Picture shape labeling items
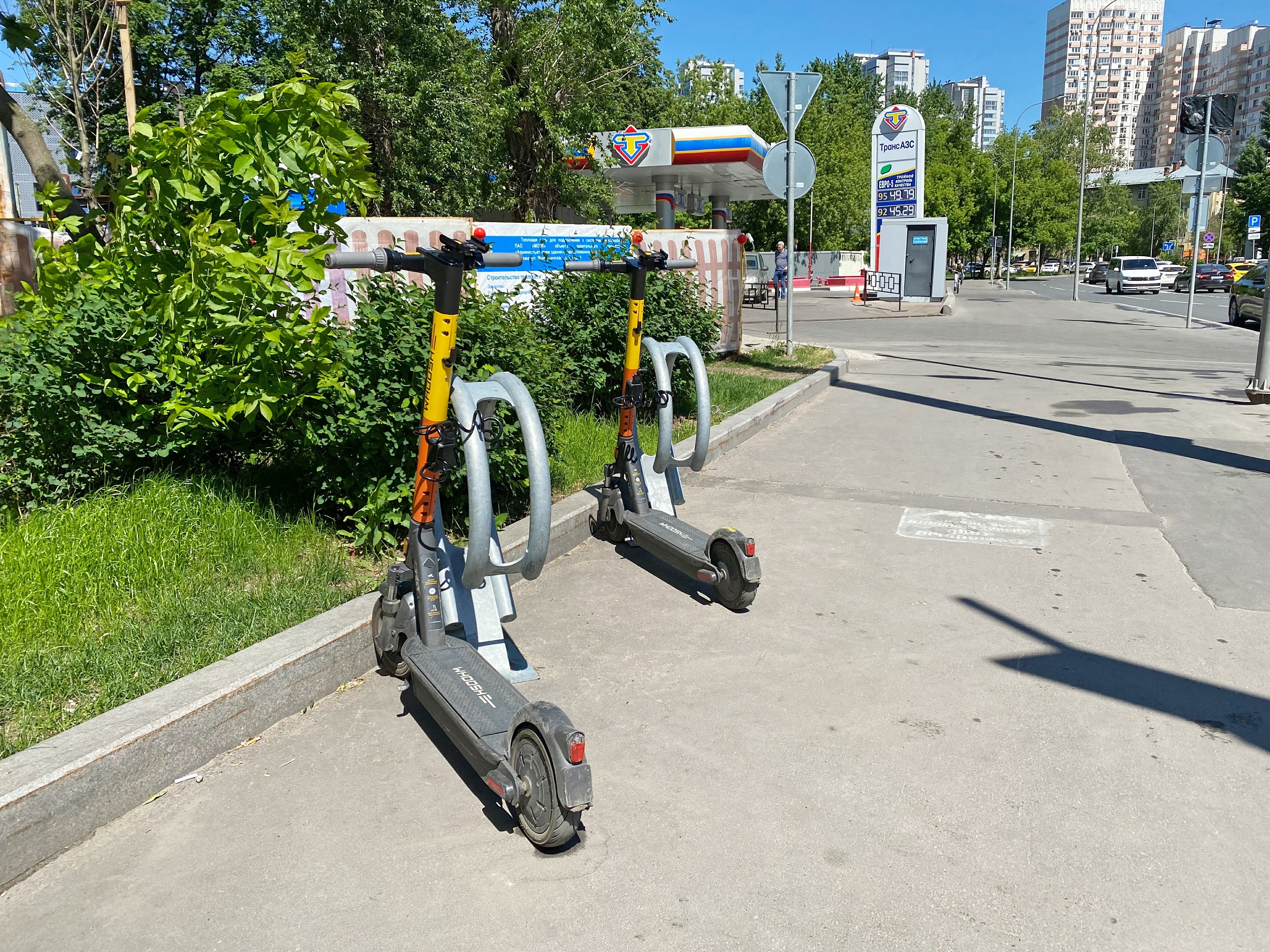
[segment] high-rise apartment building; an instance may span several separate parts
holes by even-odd
[[[692,90],[692,81],[701,76],[706,83],[714,80],[715,70],[725,85],[732,86],[732,91],[743,95],[745,91],[745,71],[738,70],[737,63],[723,62],[721,60],[688,60],[679,72],[679,93],[687,95]]]
[[[921,50],[888,50],[885,53],[852,53],[866,76],[878,76],[883,84],[880,105],[892,100],[897,89],[921,93],[930,83],[931,63]]]
[[[1006,118],[1005,90],[988,85],[987,76],[945,83],[944,91],[958,109],[974,109],[974,143],[987,149],[1001,135]]]
[[[1165,0],[1068,0],[1053,8],[1045,20],[1044,114],[1088,102],[1091,122],[1107,126],[1121,161],[1132,162],[1163,20]]]
[[[1182,96],[1233,93],[1234,131],[1223,135],[1233,165],[1240,150],[1261,124],[1270,50],[1270,27],[1246,23],[1224,29],[1220,20],[1203,27],[1179,27],[1165,36],[1147,80],[1138,118],[1134,165],[1148,169],[1182,161],[1190,137],[1177,133]]]

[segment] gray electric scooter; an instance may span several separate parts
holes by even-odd
[[[734,612],[749,607],[762,574],[754,556],[754,539],[729,527],[702,532],[678,518],[683,505],[679,468],[698,472],[710,449],[710,381],[692,338],[662,344],[644,336],[644,291],[650,270],[695,268],[691,258],[668,259],[665,251],[646,253],[639,231],[631,235],[631,256],[616,260],[565,261],[566,272],[611,272],[630,274],[630,307],[626,322],[626,360],[622,369],[617,448],[605,466],[596,522],[610,542],[634,539],[663,561],[691,578],[714,585],[716,599]],[[652,358],[657,388],[648,392],[640,369],[640,343]],[[697,437],[692,456],[676,457],[672,430],[674,402],[671,373],[678,357],[692,367],[697,396]],[[639,442],[636,410],[657,406],[657,456],[646,456]]]
[[[551,471],[537,409],[511,373],[467,383],[452,377],[458,298],[465,270],[516,267],[518,254],[490,254],[481,228],[443,248],[403,254],[392,249],[326,255],[328,268],[422,272],[436,286],[432,345],[419,426],[410,534],[405,561],[389,566],[371,616],[381,668],[406,678],[441,725],[537,847],[573,839],[591,806],[585,737],[568,715],[546,701],[527,701],[513,680],[536,678],[511,664],[503,622],[516,618],[507,576],[536,579],[551,533]],[[453,404],[455,419],[450,419]],[[499,433],[495,405],[509,404],[521,423],[530,470],[530,538],[525,555],[505,562],[494,528],[486,443]],[[444,533],[439,485],[467,463],[469,543]]]

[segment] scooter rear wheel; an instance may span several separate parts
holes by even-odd
[[[734,612],[749,608],[758,593],[757,581],[745,581],[740,571],[740,560],[726,542],[715,542],[710,550],[710,561],[719,574],[715,583],[715,598]]]
[[[410,673],[410,665],[401,658],[400,651],[384,651],[380,647],[380,609],[384,607],[384,597],[375,599],[375,611],[371,612],[371,644],[375,645],[375,660],[380,663],[380,670],[392,678],[404,678]]]
[[[516,820],[525,838],[542,849],[572,840],[578,833],[582,814],[556,800],[551,757],[532,727],[521,727],[512,740],[512,770],[526,788],[516,809]]]

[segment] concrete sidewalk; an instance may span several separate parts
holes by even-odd
[[[1265,948],[1255,338],[1091,307],[822,336],[886,358],[686,486],[758,539],[745,614],[594,541],[517,588],[573,849],[371,674],[9,889],[0,948]]]

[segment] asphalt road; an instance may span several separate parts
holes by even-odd
[[[850,373],[685,485],[748,612],[598,541],[516,589],[588,735],[569,849],[368,675],[11,886],[0,948],[1270,947],[1255,335],[806,305]]]

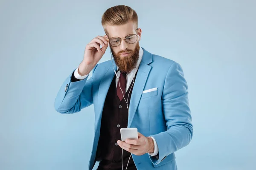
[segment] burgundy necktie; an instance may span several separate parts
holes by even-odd
[[[121,72],[119,76],[119,81],[117,81],[117,87],[116,87],[116,93],[117,96],[120,101],[123,99],[123,94],[122,93],[122,89],[124,93],[124,96],[125,95],[125,87],[126,86],[126,72]],[[119,82],[120,82],[120,86],[119,86]]]

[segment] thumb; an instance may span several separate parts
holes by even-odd
[[[138,132],[138,137],[143,136],[143,135]]]
[[[102,47],[101,48],[100,50],[102,51],[103,54],[105,53],[105,52],[106,51],[106,50],[107,50],[107,48],[108,48],[108,44],[107,44],[106,45],[104,45],[104,47]]]

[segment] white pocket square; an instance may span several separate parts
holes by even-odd
[[[157,89],[157,88],[151,88],[150,89],[146,90],[145,91],[144,91],[142,92],[142,93],[148,93],[150,92],[153,91],[155,91]]]

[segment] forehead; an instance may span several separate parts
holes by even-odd
[[[128,34],[136,34],[135,24],[132,21],[120,26],[107,26],[106,30],[109,38],[113,37],[125,38]]]

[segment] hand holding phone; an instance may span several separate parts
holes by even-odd
[[[121,128],[120,132],[122,141],[125,142],[127,139],[138,139],[138,129],[136,128]]]

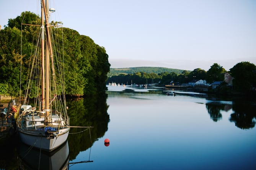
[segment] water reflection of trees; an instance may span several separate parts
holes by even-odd
[[[235,122],[235,126],[242,129],[254,128],[256,123],[256,105],[248,102],[241,101],[234,102],[234,113],[229,120]]]
[[[93,127],[90,131],[88,130],[81,133],[79,132],[85,129],[71,128],[68,138],[71,160],[75,159],[80,151],[91,147],[108,130],[109,116],[106,98],[106,95],[90,96],[67,102],[70,126]]]
[[[220,111],[224,110],[225,105],[216,103],[208,103],[205,105],[206,109],[212,120],[217,122],[221,119],[222,115],[220,113]]]

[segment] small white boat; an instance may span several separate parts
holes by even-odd
[[[174,92],[167,92],[166,93],[166,95],[167,96],[176,96],[176,93],[175,93]]]
[[[45,3],[44,0],[41,1],[41,34],[38,38],[41,50],[35,52],[31,63],[33,66],[28,71],[29,75],[38,74],[28,77],[31,78],[28,81],[20,108],[18,132],[24,143],[51,152],[66,142],[70,128],[64,91],[64,70],[56,67],[64,62],[56,59],[57,52],[54,52],[52,48],[51,32],[58,28],[52,26],[49,19],[49,11],[53,12],[55,10],[49,10],[48,2],[48,0]],[[50,29],[54,30],[50,31]],[[34,107],[28,104],[33,102]]]

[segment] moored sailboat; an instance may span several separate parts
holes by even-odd
[[[65,96],[64,69],[55,68],[63,64],[57,63],[54,56],[48,0],[44,0],[41,1],[41,41],[38,41],[41,42],[41,49],[38,52],[40,55],[35,55],[32,60],[31,72],[28,77],[33,79],[27,81],[28,87],[18,118],[18,131],[24,144],[50,152],[66,142],[70,128]],[[54,10],[50,8],[50,11]],[[38,55],[40,60],[36,58]],[[35,75],[37,73],[38,76]],[[33,85],[35,87],[32,87]],[[37,92],[40,95],[34,94]],[[33,109],[24,110],[23,106],[31,104],[29,99],[32,93],[37,96],[33,99]]]

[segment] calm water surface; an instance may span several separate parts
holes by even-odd
[[[108,87],[107,131],[70,161],[93,162],[70,169],[256,169],[255,105]]]
[[[0,168],[59,169],[68,164],[70,170],[256,169],[255,102],[108,88],[107,98],[68,101],[70,125],[93,128],[72,128],[68,143],[51,155],[27,146],[4,147]]]

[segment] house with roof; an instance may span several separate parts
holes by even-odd
[[[214,81],[210,85],[212,86],[212,89],[216,89],[216,88],[220,87],[223,83],[226,83],[226,82],[223,81]]]

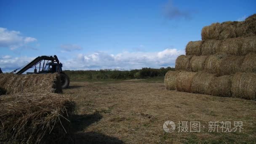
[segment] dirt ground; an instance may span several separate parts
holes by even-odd
[[[163,82],[145,80],[71,82],[64,93],[77,105],[72,125],[77,143],[256,142],[255,101],[168,91]],[[173,131],[163,130],[167,120],[175,123]],[[178,131],[179,121],[188,122],[181,126],[188,132]],[[222,121],[230,122],[231,128],[242,121],[243,129],[222,132]],[[200,122],[200,132],[190,131],[191,122]],[[215,132],[208,132],[211,122],[218,122]]]

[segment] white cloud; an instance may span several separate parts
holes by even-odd
[[[34,59],[35,58],[27,56],[12,57],[9,55],[0,56],[0,67],[4,72],[10,72]]]
[[[174,67],[177,57],[184,51],[166,49],[156,52],[124,52],[116,55],[97,52],[89,55],[79,54],[75,59],[65,62],[65,69],[141,69]]]
[[[81,46],[75,45],[71,44],[63,44],[60,46],[62,50],[61,51],[61,52],[69,52],[75,50],[81,50],[82,48]]]
[[[246,18],[247,18],[246,16],[244,15],[244,16],[243,16],[242,17],[238,18],[237,19],[237,21],[243,21],[245,19],[246,19]]]
[[[19,31],[9,31],[0,27],[0,47],[9,48],[13,50],[36,41],[35,38],[22,36]]]
[[[184,53],[184,51],[170,48],[155,52],[126,51],[115,55],[100,51],[91,54],[80,53],[71,59],[67,60],[62,58],[59,60],[63,64],[64,69],[159,68],[174,67],[177,57]],[[59,58],[61,57],[61,55],[59,56]],[[11,72],[35,58],[27,56],[13,57],[9,55],[0,56],[0,67],[4,72]]]

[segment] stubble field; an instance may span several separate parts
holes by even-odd
[[[64,93],[72,96],[76,104],[72,123],[77,143],[256,141],[254,101],[167,91],[162,81],[147,80],[72,82]],[[167,120],[176,124],[174,131],[163,131]],[[183,126],[188,132],[178,131],[179,121],[188,122],[188,127]],[[242,121],[243,129],[222,132],[222,121],[230,122],[230,129],[234,122]],[[200,132],[190,132],[190,122],[200,123]],[[215,132],[208,132],[210,122],[218,122]]]

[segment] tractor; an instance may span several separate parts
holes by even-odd
[[[42,66],[42,69],[41,69],[41,63],[43,61],[43,66]],[[39,65],[39,69],[37,72],[37,66],[38,67],[38,64]],[[67,75],[62,72],[62,64],[59,62],[58,57],[56,55],[53,56],[38,56],[21,67],[13,70],[11,73],[15,72],[16,74],[21,75],[29,69],[34,67],[35,68],[34,69],[34,72],[27,72],[27,75],[32,74],[43,74],[57,72],[60,75],[61,88],[67,88],[69,85],[69,78]],[[20,70],[17,72],[19,69]],[[0,73],[3,73],[3,72],[1,68],[0,68]]]

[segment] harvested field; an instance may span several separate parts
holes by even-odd
[[[169,71],[165,76],[165,88],[169,90],[176,89],[176,77],[179,72]]]
[[[0,74],[0,87],[7,94],[21,93],[62,92],[60,77],[57,73],[41,75]]]
[[[69,119],[74,109],[68,96],[26,93],[2,96],[0,101],[1,142],[43,144],[68,140]]]
[[[189,42],[186,46],[186,55],[200,56],[202,43],[201,40]]]
[[[165,90],[163,83],[71,82],[64,93],[77,107],[80,143],[246,143],[256,141],[256,101]],[[175,131],[164,131],[167,120]],[[210,121],[242,121],[241,132],[208,132]],[[179,121],[199,121],[200,132],[178,132]],[[220,124],[221,125],[221,124]],[[204,126],[203,127],[203,126]],[[225,129],[224,130],[225,130]]]

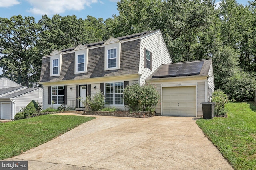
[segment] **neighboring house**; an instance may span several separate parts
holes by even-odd
[[[64,104],[81,109],[78,98],[93,97],[100,90],[105,107],[124,109],[124,88],[148,82],[156,84],[161,95],[157,115],[200,116],[200,102],[208,101],[214,89],[212,60],[172,63],[160,30],[54,50],[42,59],[39,83],[43,87],[43,109]],[[191,69],[194,63],[196,72]],[[182,75],[169,75],[169,71],[177,69],[175,66],[182,64],[181,68],[187,70]],[[161,70],[168,73],[162,77]],[[177,100],[178,106],[172,100]]]
[[[22,87],[22,86],[5,77],[0,77],[0,89],[6,87]]]
[[[124,109],[126,86],[145,83],[160,66],[171,63],[160,30],[55,50],[42,59],[43,108],[64,104],[78,109],[83,106],[78,98],[101,90],[106,107]]]
[[[161,94],[158,115],[200,117],[214,89],[212,59],[163,64],[146,81]]]
[[[6,78],[0,78],[0,118],[13,119],[31,100],[42,102],[41,88],[28,88]]]

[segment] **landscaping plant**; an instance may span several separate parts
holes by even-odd
[[[27,116],[31,116],[33,114],[40,112],[39,106],[34,100],[32,100],[25,107],[22,112],[18,113],[14,115],[14,120],[25,119]]]
[[[100,91],[96,92],[96,94],[91,100],[90,106],[91,109],[94,111],[98,111],[103,108],[105,105],[104,100],[104,95],[102,92]]]
[[[214,91],[212,93],[212,101],[215,103],[214,115],[224,115],[226,114],[225,104],[228,101],[228,96],[224,92],[219,89]]]
[[[138,84],[127,86],[124,91],[124,101],[132,111],[154,110],[160,99],[156,87],[152,84],[140,86]]]

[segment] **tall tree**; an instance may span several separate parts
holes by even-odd
[[[40,75],[40,56],[35,47],[39,26],[34,17],[0,18],[0,67],[4,76],[31,86]]]

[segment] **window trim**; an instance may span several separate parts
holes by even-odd
[[[146,64],[146,60],[148,59],[147,59],[147,51],[148,51],[150,53],[150,68],[148,68],[147,67]],[[151,52],[150,50],[146,49],[146,48],[144,47],[144,68],[146,69],[148,69],[150,70],[150,71],[152,71],[152,52]]]
[[[83,63],[78,63],[78,56],[80,55],[84,55],[84,61]],[[81,54],[78,54],[76,55],[76,73],[83,73],[84,72],[86,72],[86,55],[85,55],[85,53],[81,53]],[[82,63],[84,63],[84,70],[83,71],[78,71],[78,64],[82,64]]]
[[[60,70],[61,69],[62,55],[57,54],[51,56],[51,68],[50,69],[50,76],[60,76]],[[58,74],[53,74],[53,61],[54,60],[58,60]]]
[[[52,100],[52,88],[53,87],[57,87],[57,94],[56,95],[53,95],[54,96],[57,96],[57,103],[55,103],[54,104],[54,105],[61,105],[62,104],[64,104],[65,103],[65,87],[64,86],[64,85],[57,85],[57,86],[51,86],[51,102],[52,101],[52,100]],[[59,87],[63,87],[63,95],[59,95],[58,94],[58,91],[59,91]],[[63,96],[63,103],[61,103],[61,104],[59,104],[59,96]],[[51,103],[51,104],[52,104]]]
[[[55,61],[55,60],[58,60],[58,66],[53,66],[53,64],[54,64],[53,61]],[[59,61],[59,59],[52,59],[52,75],[58,75],[58,74],[59,74],[59,65],[60,65],[60,64],[59,64],[60,63],[60,62]],[[53,72],[53,71],[54,71],[53,68],[56,68],[56,67],[58,67],[58,73],[57,74],[54,74],[54,72]]]
[[[116,49],[116,57],[114,57],[114,58],[110,58],[110,59],[108,58],[108,51],[109,50],[111,50],[112,49]],[[117,63],[117,58],[118,58],[118,53],[117,53],[117,47],[114,47],[114,48],[111,48],[110,49],[107,49],[107,68],[108,69],[116,69],[116,68],[117,68],[117,66],[118,66],[118,63]],[[108,67],[108,60],[110,59],[116,59],[116,66],[115,67]]]
[[[122,90],[123,90],[123,92],[122,93],[115,93],[115,87],[116,86],[115,86],[115,84],[116,83],[122,83],[123,85],[123,88],[122,88]],[[113,93],[107,93],[106,92],[106,84],[113,84]],[[123,82],[105,82],[104,83],[104,95],[105,96],[105,105],[113,105],[113,106],[124,106],[124,100],[123,98],[123,97],[124,97],[124,82],[123,81]],[[116,102],[116,101],[115,100],[115,95],[116,94],[123,94],[123,97],[122,97],[122,98],[123,98],[123,101],[122,101],[122,104],[115,104],[115,103]],[[108,94],[112,94],[113,95],[113,104],[107,104],[106,103],[106,95],[108,95]]]

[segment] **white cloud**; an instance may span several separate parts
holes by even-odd
[[[84,6],[97,3],[98,0],[26,0],[33,6],[29,11],[35,14],[53,14],[64,12],[66,10],[78,11],[84,9]]]
[[[9,7],[20,3],[16,0],[0,0],[0,7]]]
[[[214,5],[215,5],[215,9],[218,9],[218,8],[220,7],[221,3],[221,1],[219,1],[219,2],[217,2],[214,4]]]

**EXERCISE:** Reproduce only the lines running from the one that contains "[segment] **white cloud**;" to the last line of the records.

**ANSWER:**
[segment] **white cloud**; an instance may span several separate parts
holes by even-odd
[[[84,6],[97,3],[98,0],[26,0],[33,6],[29,11],[35,14],[53,14],[64,12],[66,10],[78,11],[84,9]]]
[[[9,7],[20,3],[16,0],[0,0],[0,7]]]
[[[214,5],[215,5],[215,9],[218,9],[218,8],[220,7],[221,3],[221,1],[219,1],[219,2],[217,2],[214,4]]]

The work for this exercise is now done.